** Begin **

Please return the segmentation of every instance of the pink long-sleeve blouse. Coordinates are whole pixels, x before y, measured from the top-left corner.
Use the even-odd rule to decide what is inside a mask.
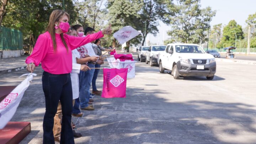
[[[68,52],[67,52],[60,34],[55,34],[57,50],[54,52],[50,34],[46,32],[39,36],[32,54],[27,58],[26,63],[34,63],[36,66],[42,63],[43,69],[52,74],[70,73],[72,66],[72,50],[103,36],[101,31],[85,37],[64,34],[63,37],[68,47]]]

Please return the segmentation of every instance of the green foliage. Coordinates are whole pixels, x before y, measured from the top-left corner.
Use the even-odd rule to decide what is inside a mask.
[[[74,6],[71,0],[65,0],[65,4],[70,17],[69,22],[72,23],[76,17]],[[44,32],[52,12],[62,9],[62,0],[10,0],[2,24],[21,31],[24,43],[33,45],[39,34]]]
[[[208,23],[216,12],[210,7],[201,9],[199,0],[177,0],[169,7],[172,12],[169,17],[172,30],[168,32],[175,41],[193,43],[207,40]]]
[[[222,24],[220,23],[213,26],[210,33],[209,41],[209,47],[220,48],[217,46],[222,38]]]
[[[244,38],[242,26],[238,25],[234,20],[232,20],[223,28],[223,36],[220,42],[222,46],[223,47],[235,46],[236,34],[237,39],[241,40]],[[237,46],[237,44],[236,46]]]

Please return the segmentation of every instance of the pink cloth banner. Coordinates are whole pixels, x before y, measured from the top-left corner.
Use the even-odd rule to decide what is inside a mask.
[[[116,50],[114,50],[113,52],[110,52],[110,55],[115,55],[116,54],[117,54],[117,53],[116,51]]]
[[[114,57],[116,59],[119,59],[121,62],[124,62],[126,61],[133,61],[134,60],[133,58],[132,54],[117,54],[114,55]]]
[[[105,98],[125,98],[128,69],[103,69],[103,90],[101,97]]]

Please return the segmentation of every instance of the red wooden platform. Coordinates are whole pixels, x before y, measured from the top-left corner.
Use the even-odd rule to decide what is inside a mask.
[[[29,122],[9,122],[2,129],[0,129],[0,144],[18,144],[31,131]]]
[[[0,102],[16,86],[0,86]],[[0,144],[18,144],[31,130],[30,122],[9,122],[3,129],[0,129]]]

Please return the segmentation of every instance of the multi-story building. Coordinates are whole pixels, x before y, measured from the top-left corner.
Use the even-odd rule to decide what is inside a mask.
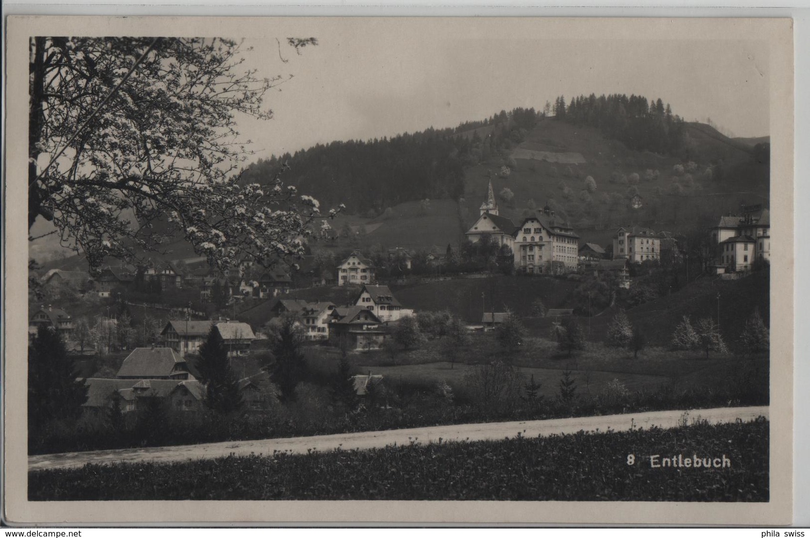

** End **

* REQUIREMENT *
Copy out every one of the records above word for word, leaving out the pictures.

* WRITTEN SOLUTION *
Please return the segmentation of every instance of the pink long-sleeve blouse. Coordinates are whole pixels, x before y, measured from the top-left corner.
Use the even-odd rule to decide what is inside a mask.
[[[68,52],[67,52],[60,34],[55,34],[57,50],[54,52],[50,34],[46,32],[39,36],[32,54],[27,58],[26,63],[34,63],[36,66],[42,63],[43,69],[52,74],[70,73],[72,66],[72,50],[103,36],[101,31],[85,37],[64,34],[63,37],[68,47]]]

Please return the segmentation of every instance of the green foliage. Coordinates are whole pixels, x before y, measured from the top-left corner.
Use the even-odd rule to decide what is inside a mask.
[[[74,6],[71,0],[65,0],[65,4],[70,17],[69,22],[72,23],[76,17]],[[44,32],[52,12],[62,9],[62,0],[10,0],[2,24],[21,31],[24,43],[33,45],[39,34]]]
[[[208,23],[216,12],[210,7],[201,9],[199,0],[177,0],[169,7],[172,12],[169,17],[172,30],[168,32],[175,41],[193,43],[207,40]]]
[[[222,24],[220,23],[213,26],[210,33],[209,41],[209,47],[220,48],[217,46],[222,38]]]
[[[244,38],[242,26],[238,25],[234,20],[232,20],[223,28],[223,36],[220,42],[222,46],[223,47],[235,46],[236,34],[237,39],[241,40]],[[237,46],[237,44],[236,46]]]

Please return the segmentation of every instance of the pink cloth banner. Coordinates are whole pixels, x before y, measured from the top-left corner.
Use the even-odd rule to decide what is inside a mask.
[[[116,50],[114,50],[113,52],[110,52],[110,55],[115,55],[116,54],[117,54],[117,53],[116,51]]]
[[[114,57],[116,59],[119,59],[121,62],[124,62],[126,61],[133,61],[134,60],[133,58],[132,54],[117,54],[114,55]]]
[[[105,98],[125,98],[128,69],[103,69],[103,90],[101,97]]]

Please return the segmentation of every instance of the red wooden platform. Coordinates are whole pixels, x before y, measured from the top-left corner.
Use the even-odd rule to decide what is inside a mask.
[[[29,122],[9,122],[2,129],[0,129],[0,144],[18,144],[31,131]]]
[[[0,102],[16,86],[0,86]],[[0,144],[18,144],[31,130],[30,122],[9,122],[3,129],[0,129]]]

Please return the segmentation of every instance of the multi-story building. Coordinates are whole pixels, x before y, measured from the top-left corner.
Use the even-odd rule to decide what is inside a mask.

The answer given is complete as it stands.